Page extract:
Charlie, drifting through life and dodging full-time employment, is in love with Miranda, a bright student who lives with a terrible secret.

When Charlie comes into money, he buys Adam, one of the first batch of synthetic humans. With Miranda's assistance, he co-designs Adam's personality.

This near-perfect human is beautiful, strong and clever - and soon a love triangle forms, which leads Charlie, Miranda and Adam to a profound moral dilemma. Can you design the perfect partner? What makes us human? Our outward deeds or our inner lives?

Provocative and moving, Machines Like Me explores whether a machine can ever truly understand the human heart.

'Funny, thought-provoking and politically acute...' Sunday Times

'Dazzling' Guardian

'An unsettling examination of the human condition. Bold, clever' Sunday Telegraph

Reviews

Machines Like Me reminds us that McEwan is once-in-a-generation talent, offering readerly pleasure, cerebral incisiveness and an enticing imagination.

—— Lara Feigel , Spectator

[Machines Like Me] is right up there with his very best [novels]. Machines Like Me manages to combine the dark acidity of McEwan’s great early stories with the crowd-pleasing readability of his more recent work. A novel this smart oughtn’t to be such fun, but it is.

—— Alex Preston , Observer

Ian McEwan’s Machines Like Me is a dazzling account of our interaction with technology… He marries a gripping plot, handled with rarefied skill and dexterity, to a deep excavation of the narrowing gap between the canny and the uncanny, leaving the reader pleasurably dizzied, and marvelling at human existence.

—— Philip Womack , Independent

Compelling… unforgettably strange… there are many pleasures and many moments of profound disquiet in this book, which reminds you of its author’s mastery of the underrated craft of storytelling… [Machines Like Me] is morally complex and very disturbing, animated by a spirit of sinister and intelligent mischief that feels unique to its author.

—— Marcel Theroux , Guardian

[McEwan's] fierce intelligence [crackles] like a Jumping Jack on Bonfire Night… Arguably the finest English writer of his generation, the ideas he explores are important, now more that ever.

Your instructions: Write the next part of the Machines Like Me extract, starting after its final sentence. The material after the Machines Like Me extract is separate from it.

Data supplied:
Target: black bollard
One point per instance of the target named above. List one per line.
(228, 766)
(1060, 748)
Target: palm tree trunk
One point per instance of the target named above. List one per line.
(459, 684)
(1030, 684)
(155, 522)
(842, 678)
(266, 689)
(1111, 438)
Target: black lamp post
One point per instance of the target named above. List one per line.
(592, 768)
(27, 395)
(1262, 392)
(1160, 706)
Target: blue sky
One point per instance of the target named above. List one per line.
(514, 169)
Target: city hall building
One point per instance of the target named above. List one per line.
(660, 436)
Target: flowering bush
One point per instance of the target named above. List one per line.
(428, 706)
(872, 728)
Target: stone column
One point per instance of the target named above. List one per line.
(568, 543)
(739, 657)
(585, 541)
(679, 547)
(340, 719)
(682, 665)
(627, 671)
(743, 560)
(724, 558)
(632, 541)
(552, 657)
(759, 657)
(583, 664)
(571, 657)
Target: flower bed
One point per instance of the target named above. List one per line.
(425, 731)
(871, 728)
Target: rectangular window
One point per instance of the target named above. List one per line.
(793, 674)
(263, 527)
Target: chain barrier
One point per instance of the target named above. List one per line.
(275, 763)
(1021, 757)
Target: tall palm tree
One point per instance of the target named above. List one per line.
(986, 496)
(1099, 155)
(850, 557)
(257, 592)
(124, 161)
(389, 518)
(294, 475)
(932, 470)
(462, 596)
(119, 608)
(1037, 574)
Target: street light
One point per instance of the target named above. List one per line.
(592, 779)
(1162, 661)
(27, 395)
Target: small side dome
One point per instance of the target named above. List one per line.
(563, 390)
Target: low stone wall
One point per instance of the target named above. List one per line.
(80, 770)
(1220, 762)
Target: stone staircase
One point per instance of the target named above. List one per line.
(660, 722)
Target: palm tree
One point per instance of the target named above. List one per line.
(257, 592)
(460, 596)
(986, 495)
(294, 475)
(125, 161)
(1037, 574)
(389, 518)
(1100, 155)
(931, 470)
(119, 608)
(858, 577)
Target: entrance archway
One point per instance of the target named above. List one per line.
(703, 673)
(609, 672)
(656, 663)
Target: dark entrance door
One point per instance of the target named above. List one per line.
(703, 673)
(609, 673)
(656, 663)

Exercise output:
—— Richard Dismore , Daily Express

[McEwan is] as mordant a chronicler of the age as we haveMachines Like Me offers as good a primer on the multifarious anxieties that should afflict us all as anything catalogued as “non-fiction”.

—— Bill Prince , GQ

Machines like Me displays… impressive richness. Excited by ideas and perceptive about emotions, encompassing cutting-edge science, philosophical speculation and lively social observation, it is funny, thought-provoking and politically acute… In this bravura performance, literary flair and cerebral sizzle winningly combine.

—— Peter Kemp , Sunday Times

Original, and as always with McEwan’s novels, beautifully written.

—— Emma Lee-Potter , Independent, *Summer Reads of 2019*

McEwan knows all the novelistic rules… [and his] restlessness when it comes to subject matter, even as he enters his seventies, is stunning… [Machines Like Me] shimmer[s] with relevance.

—— Janan Ganesh , Financial Times

[Machines Like Me] traverses the muddled morality of Artificial Intelligence... This is new and exciting ground for McEwan, one of Britain's most consistently brilliant writers.

—— Olivia Ovenden , Harper's Bazaar, *The Books We Can't Wait To Read In 2019*

In this sublimely playful novel… there isn’t a page that fails to make you think, or make you smile.

—— Craig Brown , Mail on Sunday

Machines Like Me is a sharply intelligent novel of ideas.

—— Dwight Garner , New York Times

Effortlessly brilliant, gripping, funny, touching.

—— Craig Raine , New Statesman, *Books of the Year*

Ian McEwan's latest novel, Machines Like Me, is a topsy-turvy tour de force.

—— Evening Standard

The novel is as honed and well constructed as one would expect from McEwan… a sleek and streamlined work by a master technician.

—— Jonathan Barnes , Literary Review

Ian McEwan has always been a generous writer to his readers, his novels bulging with big ideas and rich story-telling… [it’s] hard not to admire the sheer scale of McEwan’s ambition. Many literary novels claim to be exploring ‘what it is to be human’. Few carry out this exploration as thoroughly, or as literally, as [Machines Like Me] does.

—— Daily Mail

McEwan teases out the ethical dilemmas of this storyline with his customary verve… [Machines Like Me is] effortlessly readable and fizzing with ideas.

—— Irish Independent

McEwan returns with another ambitious, high-concept work... [exploring] some very timely moral dilemmas.

—— Economia, The pick of 2019 reads

Adam, an eerily ambiguous presence throughout, proves a highly effective conduit for McEwan to channel all sorts of interesting questions concerning sexual consent, the burden of knowledge, the collapse of the borders between public and private and whether humans or machines are better equipped to behave ethically.

—— Metro

Machines Like Me is ultimately about the age-old question of what makes people human. The reader is left baffled and beguiled.

—— Economist

McEwan gives the whole subject of artificial intelligence a thorough and fascinating examination… a rich and thought-provoking read.

—— James Walton , Reader's Digest

Gripping.

—— Jude Cook , i

In [Machines Like Me], McEwan has taken his creativity into a subversive alternative 1980s London… the young couple at the centre of McEwan’s story find out the danger in inventing things beyond our control.

—— Rebecca Thomas , BBC News

Machines Like Me feels like a novel about empathy, and the artificial limits we set on it – by race, by gender, by geographical location – so that we can sleep at night in a world of cruelty and horror.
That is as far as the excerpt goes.